*READING TEXT*
About a third of pupils’ board, a fairly even split between full and weekly or flexi. Parents’ book flexi boarding (usually 1- 3 nights per week) at the start of term but school can, and does, accommodate pupils at short notice. Day girls can stay after evening activities such as trips to London or the theatre – bunk beds add to the sleepover excitement. We were told that news of major road works caused a spike in boarding applications – even fairly local parents appreciate the benefits when gridlock threatens Oxford’s already notorious traffic.

When we describe the boarding as ‘homely’ it’s a compliment as well as a reality check. Years 7 -9 have large first floor rooms – sash windows and high ceilings – with three to four beds in each. School says mixing the age group helps foster sisterly ethos; colourful curtains and duvets, bedside clutter and lots of family photos and posters add to the family feel. There’s wardrobe and under bed storage but no desks – homework takes place elsewhere under supervision.

Sixth formers have characterful single study bedrooms, mostly up in the eaves. Rooms have names such as ‘North Pole’, ‘Elysium’ or ‘Valhalla’ – harking back to earlier and less centrally heated times. What would their former occupants think about today’s comforts such as duvets and power showers?

During the week there’s a table plan for supper – another way of making sure everyone knows each other – but things are more relaxed at weekends. Girls can make themselves snacks – they just go down to the kitchen and ask for supplies. Activities include film nights, Oxford based bowling, ice skating and trips to Port Meadow along with regular forays to Camden and Bicester Village for shopping. Boarders also take part in community activities – most recently litter picking for Oxclean (voluntary but apparently rather popular). There’s a big trip once a year to somewhere like Thorpe Park that’s funded by Old Girls – day pupils can go too but they have to pay.

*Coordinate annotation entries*

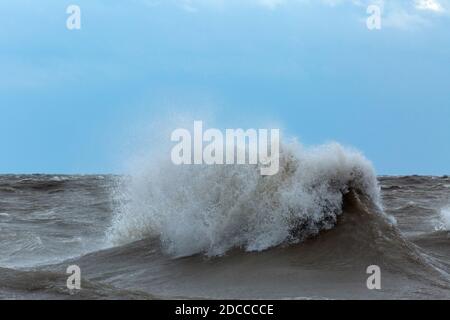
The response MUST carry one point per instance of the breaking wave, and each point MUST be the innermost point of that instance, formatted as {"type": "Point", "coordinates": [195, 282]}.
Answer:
{"type": "Point", "coordinates": [212, 209]}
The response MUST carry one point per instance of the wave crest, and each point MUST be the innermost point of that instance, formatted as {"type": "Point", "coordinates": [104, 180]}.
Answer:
{"type": "Point", "coordinates": [212, 209]}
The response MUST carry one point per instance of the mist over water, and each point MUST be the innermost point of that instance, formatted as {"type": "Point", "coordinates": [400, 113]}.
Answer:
{"type": "Point", "coordinates": [226, 231]}
{"type": "Point", "coordinates": [213, 208]}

*EXERCISE OBJECTIVE*
From the boarding text above, set down word for word the part that opens with the words containing "Sixth formers have" and closes with "and power showers?".

*THE OUTPUT*
Sixth formers have characterful single study bedrooms, mostly up in the eaves. Rooms have names such as ‘North Pole’, ‘Elysium’ or ‘Valhalla’ – harking back to earlier and less centrally heated times. What would their former occupants think about today’s comforts such as duvets and power showers?